> _Raw data_
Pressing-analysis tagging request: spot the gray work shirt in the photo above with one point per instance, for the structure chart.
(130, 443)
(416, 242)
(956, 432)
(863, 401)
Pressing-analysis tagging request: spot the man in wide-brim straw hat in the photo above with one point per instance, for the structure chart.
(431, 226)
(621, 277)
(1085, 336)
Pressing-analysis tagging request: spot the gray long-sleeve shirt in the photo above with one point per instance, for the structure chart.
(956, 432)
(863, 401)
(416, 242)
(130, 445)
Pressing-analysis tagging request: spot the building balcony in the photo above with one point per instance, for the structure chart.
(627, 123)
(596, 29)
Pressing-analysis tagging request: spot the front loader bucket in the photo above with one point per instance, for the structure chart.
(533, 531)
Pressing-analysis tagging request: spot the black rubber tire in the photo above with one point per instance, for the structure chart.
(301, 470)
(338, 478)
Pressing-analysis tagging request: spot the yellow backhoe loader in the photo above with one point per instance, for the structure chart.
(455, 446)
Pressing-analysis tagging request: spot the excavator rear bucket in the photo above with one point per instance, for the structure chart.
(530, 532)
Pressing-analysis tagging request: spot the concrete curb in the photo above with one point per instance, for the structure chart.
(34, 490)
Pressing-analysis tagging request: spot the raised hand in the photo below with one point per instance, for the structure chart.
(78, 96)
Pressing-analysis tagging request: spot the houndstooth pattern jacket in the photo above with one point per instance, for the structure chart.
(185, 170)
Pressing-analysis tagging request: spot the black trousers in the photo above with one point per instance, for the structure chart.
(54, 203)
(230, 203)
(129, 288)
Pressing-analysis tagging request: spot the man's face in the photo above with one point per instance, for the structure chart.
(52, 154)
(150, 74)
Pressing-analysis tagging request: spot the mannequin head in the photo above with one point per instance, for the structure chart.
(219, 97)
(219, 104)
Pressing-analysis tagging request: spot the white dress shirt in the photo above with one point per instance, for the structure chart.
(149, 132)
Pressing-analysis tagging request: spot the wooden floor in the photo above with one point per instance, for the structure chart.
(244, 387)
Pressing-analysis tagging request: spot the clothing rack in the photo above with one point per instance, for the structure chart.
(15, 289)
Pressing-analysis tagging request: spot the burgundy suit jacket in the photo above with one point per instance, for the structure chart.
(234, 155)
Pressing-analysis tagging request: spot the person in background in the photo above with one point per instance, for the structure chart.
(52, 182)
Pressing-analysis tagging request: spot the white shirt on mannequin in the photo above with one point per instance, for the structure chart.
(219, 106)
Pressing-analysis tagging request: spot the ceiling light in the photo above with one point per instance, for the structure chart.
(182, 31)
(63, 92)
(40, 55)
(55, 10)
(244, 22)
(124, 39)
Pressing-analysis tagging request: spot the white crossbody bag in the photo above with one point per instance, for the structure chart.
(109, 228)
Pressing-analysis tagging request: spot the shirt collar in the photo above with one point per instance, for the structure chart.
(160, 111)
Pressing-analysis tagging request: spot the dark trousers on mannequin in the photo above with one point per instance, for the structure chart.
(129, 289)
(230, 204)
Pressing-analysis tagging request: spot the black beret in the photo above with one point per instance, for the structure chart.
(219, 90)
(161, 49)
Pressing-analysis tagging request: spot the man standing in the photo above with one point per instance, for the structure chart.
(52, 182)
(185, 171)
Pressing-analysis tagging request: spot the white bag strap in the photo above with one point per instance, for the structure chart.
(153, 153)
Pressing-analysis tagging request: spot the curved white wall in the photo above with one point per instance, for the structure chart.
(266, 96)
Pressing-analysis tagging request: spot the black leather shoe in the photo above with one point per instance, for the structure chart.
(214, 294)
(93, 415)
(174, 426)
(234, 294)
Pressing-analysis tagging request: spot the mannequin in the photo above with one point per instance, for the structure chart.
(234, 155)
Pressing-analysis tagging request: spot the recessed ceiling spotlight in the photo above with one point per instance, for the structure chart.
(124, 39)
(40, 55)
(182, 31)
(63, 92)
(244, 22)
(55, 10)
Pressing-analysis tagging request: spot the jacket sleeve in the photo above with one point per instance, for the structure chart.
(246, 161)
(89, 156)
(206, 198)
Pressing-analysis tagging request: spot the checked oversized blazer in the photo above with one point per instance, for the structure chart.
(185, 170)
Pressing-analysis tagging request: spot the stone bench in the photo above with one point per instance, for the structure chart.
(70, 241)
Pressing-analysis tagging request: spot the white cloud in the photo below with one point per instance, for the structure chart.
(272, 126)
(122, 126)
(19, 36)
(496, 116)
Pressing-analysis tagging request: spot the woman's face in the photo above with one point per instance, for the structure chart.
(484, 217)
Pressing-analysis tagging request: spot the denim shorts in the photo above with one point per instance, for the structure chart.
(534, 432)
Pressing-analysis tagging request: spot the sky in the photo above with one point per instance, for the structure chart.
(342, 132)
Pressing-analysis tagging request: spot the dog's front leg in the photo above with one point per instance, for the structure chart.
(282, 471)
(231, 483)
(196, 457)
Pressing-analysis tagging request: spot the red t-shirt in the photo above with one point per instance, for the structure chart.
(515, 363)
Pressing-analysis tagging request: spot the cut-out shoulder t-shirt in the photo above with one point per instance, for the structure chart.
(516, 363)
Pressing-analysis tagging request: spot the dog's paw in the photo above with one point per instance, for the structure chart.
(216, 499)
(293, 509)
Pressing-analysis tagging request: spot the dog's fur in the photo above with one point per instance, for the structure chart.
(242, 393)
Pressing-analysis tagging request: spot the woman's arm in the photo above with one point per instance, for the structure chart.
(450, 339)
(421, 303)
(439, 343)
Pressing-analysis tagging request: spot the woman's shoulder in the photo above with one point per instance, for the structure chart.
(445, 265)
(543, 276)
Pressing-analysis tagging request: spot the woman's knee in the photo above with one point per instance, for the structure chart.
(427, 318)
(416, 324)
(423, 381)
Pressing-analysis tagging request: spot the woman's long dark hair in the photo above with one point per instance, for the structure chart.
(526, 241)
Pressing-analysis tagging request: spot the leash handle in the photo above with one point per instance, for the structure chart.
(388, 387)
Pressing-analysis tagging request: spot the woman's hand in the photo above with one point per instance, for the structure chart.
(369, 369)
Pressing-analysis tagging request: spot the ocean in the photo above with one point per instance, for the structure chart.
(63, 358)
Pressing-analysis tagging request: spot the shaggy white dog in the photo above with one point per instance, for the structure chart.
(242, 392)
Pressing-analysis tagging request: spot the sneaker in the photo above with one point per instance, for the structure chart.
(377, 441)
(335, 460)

> _What you will do_
Repeat everything from the start of the records down to the line containing "(1085, 336)", switching "straw hat" to "sun hat" and leaving all else unchanged.

> _Written response_
Pressing-analysis tagging request: spot the gray work shirt in the photo above with one point per instance, for the structure chart.
(130, 443)
(416, 242)
(956, 432)
(863, 401)
Pressing-analysis tagging request: spot the man in wide-brim sun hat in the photo above with one point per instance, for the structure chart.
(431, 226)
(621, 277)
(1085, 336)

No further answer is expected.